That means he should have provided disclosure by mid-August 2015. After he failed disclosure was requested by counsel and instructed by the Court. He still failed to disclose, and at one stage said he was deliberately delaying disclosure. He finally served a 9cm think pile of garbage (that has to be all read in case there is something important, not cheap when you are paying a lawyer to do it) in December 2015, three and a half months late.

When we applied for and submitted on costs Nottingham filed his submission late with the court but failed to serve it on us (the Applicants). When just prior to a scheduled hearing we found out he had submitted but not served the Court directed that he serve, but he failed to do that. I had to spend half a day in Court reading through hundreds of pages just in case there was something in it that was important.

Nottingham failed to appear at the costs hearing, but instead emailed a further submission during the hearing. remarkable the Court gave us copies and the Judge ordered a short adjournment so we could read it (a ridiculous situation to put us in). Then when the hearing resumed another submission arrived in court. At least the judge refused to accept that one.
___
## Written task
Answer these from the court account:
(a) In what month and year did Nottingham finally serve his disclosure, and how late was it?
(b) How long did the writer spend in Court reading the unserved costs submission?
(c) What did the judge do with the submission that arrived after the hearing resumed?
The rows that follow aren't needed for anything here.
___
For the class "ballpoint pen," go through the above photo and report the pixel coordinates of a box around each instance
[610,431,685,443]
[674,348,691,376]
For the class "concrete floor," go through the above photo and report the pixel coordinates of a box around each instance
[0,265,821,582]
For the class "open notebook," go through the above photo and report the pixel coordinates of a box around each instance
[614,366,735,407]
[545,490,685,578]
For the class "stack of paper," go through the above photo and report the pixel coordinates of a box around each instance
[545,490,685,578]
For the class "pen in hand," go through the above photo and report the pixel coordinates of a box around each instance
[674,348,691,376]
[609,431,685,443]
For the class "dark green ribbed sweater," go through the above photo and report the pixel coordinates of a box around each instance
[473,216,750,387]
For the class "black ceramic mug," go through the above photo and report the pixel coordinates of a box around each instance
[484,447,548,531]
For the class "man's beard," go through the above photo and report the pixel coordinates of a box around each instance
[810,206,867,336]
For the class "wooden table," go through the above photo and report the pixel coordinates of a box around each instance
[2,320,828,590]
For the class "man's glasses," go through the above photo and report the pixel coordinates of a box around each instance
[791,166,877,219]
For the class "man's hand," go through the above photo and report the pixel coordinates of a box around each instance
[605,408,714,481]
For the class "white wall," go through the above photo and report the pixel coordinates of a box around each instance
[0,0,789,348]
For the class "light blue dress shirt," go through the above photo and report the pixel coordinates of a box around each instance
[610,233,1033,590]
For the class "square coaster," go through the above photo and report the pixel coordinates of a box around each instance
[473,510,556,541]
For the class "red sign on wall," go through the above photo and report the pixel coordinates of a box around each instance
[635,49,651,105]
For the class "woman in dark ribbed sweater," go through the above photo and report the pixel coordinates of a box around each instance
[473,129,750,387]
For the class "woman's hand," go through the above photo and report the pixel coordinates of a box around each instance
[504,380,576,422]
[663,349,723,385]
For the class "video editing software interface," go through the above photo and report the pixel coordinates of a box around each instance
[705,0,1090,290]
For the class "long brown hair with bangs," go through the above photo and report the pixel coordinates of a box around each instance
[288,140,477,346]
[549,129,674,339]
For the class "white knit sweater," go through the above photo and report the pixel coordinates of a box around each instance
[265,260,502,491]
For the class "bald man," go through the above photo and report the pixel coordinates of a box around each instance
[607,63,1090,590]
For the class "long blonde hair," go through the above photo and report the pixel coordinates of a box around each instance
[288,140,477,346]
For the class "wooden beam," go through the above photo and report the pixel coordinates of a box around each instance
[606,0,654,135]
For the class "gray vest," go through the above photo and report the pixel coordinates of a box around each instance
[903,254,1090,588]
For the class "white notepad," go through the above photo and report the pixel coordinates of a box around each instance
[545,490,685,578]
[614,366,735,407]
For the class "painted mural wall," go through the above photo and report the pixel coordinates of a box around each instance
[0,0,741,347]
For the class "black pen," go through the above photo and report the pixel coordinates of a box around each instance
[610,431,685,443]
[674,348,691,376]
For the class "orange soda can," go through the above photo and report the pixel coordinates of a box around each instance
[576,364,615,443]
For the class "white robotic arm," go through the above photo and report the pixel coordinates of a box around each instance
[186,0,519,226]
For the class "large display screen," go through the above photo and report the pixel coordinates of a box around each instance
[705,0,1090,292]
___
## Reply to the exercise
(a) December 2015, three and a half months late.
(b) Half a day.
(c) The judge refused to accept it.